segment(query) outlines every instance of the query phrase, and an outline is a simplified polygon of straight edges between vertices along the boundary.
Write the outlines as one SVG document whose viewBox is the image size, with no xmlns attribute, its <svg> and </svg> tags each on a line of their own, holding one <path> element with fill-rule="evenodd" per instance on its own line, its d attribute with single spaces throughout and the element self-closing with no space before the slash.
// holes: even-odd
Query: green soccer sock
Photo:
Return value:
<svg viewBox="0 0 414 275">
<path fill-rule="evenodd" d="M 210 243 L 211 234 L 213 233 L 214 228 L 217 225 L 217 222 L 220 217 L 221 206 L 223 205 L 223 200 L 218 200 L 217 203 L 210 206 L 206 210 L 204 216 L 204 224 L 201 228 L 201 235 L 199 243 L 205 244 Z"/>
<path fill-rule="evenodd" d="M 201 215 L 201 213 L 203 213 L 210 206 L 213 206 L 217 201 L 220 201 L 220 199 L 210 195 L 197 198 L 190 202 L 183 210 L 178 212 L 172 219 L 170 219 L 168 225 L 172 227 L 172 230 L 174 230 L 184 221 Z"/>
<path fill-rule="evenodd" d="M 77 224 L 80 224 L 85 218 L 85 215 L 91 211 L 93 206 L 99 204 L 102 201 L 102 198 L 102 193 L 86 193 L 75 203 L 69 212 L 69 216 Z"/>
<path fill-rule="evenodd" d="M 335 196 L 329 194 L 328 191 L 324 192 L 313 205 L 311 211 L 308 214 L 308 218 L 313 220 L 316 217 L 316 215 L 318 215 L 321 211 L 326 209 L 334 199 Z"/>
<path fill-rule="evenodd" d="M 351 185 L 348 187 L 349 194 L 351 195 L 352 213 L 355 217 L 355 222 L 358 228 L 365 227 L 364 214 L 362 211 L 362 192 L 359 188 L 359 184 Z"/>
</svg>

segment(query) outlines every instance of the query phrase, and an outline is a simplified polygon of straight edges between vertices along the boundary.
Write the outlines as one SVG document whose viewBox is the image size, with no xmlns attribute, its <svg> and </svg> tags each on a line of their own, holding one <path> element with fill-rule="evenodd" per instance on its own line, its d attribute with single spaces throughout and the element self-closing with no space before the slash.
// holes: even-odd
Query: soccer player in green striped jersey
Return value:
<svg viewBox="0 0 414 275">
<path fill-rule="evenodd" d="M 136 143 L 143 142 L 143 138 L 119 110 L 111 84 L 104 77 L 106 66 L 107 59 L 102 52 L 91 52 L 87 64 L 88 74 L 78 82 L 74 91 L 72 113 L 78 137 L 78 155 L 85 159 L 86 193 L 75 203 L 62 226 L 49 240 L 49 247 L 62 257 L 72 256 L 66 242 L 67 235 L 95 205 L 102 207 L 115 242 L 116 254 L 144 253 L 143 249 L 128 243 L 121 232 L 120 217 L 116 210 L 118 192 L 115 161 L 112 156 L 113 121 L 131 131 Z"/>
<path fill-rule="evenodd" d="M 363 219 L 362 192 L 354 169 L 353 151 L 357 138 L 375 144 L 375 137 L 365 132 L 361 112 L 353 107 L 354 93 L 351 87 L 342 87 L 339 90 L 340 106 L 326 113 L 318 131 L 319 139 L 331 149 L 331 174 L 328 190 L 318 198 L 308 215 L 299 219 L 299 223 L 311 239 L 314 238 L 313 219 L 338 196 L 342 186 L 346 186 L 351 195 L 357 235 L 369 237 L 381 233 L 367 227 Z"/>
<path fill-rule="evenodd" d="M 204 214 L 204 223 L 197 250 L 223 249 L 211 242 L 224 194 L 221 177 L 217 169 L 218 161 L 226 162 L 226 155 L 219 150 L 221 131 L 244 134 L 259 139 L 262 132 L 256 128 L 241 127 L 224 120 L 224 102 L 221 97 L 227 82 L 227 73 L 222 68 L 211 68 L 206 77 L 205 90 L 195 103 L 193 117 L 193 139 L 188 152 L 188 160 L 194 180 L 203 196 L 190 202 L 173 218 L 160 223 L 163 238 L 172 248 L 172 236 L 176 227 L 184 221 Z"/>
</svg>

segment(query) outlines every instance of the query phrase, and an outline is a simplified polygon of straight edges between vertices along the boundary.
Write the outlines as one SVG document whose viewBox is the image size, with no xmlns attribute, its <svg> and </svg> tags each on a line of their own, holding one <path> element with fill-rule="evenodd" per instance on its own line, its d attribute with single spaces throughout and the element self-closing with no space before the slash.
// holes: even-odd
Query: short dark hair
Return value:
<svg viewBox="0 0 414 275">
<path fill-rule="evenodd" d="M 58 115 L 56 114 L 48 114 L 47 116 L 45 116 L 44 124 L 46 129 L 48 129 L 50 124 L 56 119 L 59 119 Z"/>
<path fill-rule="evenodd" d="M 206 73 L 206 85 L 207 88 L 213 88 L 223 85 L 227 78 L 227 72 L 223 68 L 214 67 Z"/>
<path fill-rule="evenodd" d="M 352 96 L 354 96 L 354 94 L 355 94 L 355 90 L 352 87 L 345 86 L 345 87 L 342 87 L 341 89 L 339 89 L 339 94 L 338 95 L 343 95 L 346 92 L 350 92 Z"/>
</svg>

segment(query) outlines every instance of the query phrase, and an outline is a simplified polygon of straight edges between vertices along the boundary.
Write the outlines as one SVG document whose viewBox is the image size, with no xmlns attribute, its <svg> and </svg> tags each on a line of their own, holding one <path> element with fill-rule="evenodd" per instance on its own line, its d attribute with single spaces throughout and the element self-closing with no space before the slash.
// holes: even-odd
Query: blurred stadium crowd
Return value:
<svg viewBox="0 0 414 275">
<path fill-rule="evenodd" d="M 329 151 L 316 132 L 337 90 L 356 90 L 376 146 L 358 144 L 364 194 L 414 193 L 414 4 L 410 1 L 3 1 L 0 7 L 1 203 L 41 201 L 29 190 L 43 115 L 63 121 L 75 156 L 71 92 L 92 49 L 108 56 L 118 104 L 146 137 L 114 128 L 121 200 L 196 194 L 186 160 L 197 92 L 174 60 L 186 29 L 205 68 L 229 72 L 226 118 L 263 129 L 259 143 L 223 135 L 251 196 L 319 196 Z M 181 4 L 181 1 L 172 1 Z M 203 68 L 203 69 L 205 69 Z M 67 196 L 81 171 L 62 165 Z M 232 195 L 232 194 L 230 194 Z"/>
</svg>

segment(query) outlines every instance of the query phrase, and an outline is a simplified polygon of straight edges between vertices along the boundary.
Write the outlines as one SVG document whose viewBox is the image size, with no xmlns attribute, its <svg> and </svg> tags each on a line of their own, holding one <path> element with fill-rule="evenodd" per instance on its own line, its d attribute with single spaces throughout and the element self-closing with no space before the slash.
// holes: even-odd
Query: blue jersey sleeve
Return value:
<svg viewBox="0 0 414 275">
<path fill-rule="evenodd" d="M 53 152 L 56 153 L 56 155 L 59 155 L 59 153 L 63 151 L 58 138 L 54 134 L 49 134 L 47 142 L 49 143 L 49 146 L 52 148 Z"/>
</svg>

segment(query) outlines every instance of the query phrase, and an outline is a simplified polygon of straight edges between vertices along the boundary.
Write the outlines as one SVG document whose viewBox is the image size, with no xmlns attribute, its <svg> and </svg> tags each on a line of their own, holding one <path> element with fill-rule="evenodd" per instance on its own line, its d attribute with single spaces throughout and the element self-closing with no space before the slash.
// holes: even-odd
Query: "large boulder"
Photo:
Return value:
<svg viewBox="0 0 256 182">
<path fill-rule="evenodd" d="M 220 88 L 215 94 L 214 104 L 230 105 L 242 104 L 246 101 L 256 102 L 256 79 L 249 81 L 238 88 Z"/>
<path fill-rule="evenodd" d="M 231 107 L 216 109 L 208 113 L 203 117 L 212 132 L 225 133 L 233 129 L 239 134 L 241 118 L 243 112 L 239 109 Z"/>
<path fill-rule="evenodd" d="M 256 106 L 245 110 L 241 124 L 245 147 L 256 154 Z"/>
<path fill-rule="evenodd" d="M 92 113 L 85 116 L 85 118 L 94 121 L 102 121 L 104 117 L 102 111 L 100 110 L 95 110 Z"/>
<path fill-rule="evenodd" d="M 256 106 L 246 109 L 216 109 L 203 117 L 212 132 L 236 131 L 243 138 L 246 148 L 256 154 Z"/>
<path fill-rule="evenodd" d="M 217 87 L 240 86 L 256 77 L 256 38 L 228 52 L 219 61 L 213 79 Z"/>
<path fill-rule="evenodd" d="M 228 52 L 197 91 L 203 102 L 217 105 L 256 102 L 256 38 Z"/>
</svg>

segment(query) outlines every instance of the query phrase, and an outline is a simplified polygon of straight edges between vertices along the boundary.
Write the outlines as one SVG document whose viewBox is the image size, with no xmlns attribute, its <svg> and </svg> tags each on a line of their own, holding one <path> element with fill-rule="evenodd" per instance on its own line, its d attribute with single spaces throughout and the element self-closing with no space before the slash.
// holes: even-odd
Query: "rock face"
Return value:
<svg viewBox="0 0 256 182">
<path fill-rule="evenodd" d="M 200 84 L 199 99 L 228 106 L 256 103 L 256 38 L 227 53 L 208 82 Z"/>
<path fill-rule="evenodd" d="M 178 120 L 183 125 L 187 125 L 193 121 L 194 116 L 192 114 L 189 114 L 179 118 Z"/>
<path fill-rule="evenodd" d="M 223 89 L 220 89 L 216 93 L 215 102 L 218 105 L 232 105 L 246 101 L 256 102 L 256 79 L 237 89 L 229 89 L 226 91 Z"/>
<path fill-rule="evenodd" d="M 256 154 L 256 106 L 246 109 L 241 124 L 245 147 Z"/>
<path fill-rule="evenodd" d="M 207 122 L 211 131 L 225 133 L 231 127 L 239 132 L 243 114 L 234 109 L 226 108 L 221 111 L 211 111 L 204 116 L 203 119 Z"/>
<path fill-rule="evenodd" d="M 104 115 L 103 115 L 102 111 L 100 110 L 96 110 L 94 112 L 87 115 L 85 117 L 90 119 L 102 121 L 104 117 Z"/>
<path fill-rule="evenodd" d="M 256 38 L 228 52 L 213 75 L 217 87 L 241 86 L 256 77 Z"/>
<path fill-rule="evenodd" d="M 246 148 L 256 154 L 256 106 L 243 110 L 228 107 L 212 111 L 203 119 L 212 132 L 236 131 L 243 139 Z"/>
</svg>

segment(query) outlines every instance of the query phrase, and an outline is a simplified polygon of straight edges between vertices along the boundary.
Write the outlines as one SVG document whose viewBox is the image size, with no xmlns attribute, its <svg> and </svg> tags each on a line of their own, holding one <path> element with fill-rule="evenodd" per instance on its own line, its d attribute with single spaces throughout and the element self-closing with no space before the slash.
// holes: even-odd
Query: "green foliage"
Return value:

* * * * * * *

The exercise - Could you scale the items from the start up to and including the line with "201 215 L 201" by writing those lines out again, requests included? Multiply every viewBox value and path coordinate in the answers by 2.4, round each to a whole number with halves going up, and leave the numbers in the requests unchanged.

Reply to the exercise -
segment(query) outlines every instance of the query phrase, and an outline is a simplified polygon of straight edges between vertices along the boundary.
Write the outlines as one SVG document whose viewBox is the image size, with no xmlns attribute, its <svg> and </svg> tags each on a line of their own, holding one <path> element with fill-rule="evenodd" per instance on its own line, its d attribute with single spaces throughout and the element self-closing with no space before the slash.
// holes: even-odd
Query: green soccer sock
Photo:
Return value:
<svg viewBox="0 0 994 660">
<path fill-rule="evenodd" d="M 504 583 L 506 562 L 511 559 L 514 547 L 521 540 L 521 533 L 528 521 L 530 494 L 535 492 L 535 480 L 523 480 L 521 487 L 504 494 L 494 504 L 490 518 L 490 538 L 482 547 L 482 564 L 478 583 L 492 586 Z"/>
<path fill-rule="evenodd" d="M 482 516 L 482 511 L 487 511 L 504 494 L 511 494 L 521 482 L 528 482 L 528 478 L 504 468 L 473 475 L 456 485 L 439 504 L 427 509 L 413 526 L 408 526 L 403 540 L 413 545 L 413 552 L 418 552 L 442 530 Z"/>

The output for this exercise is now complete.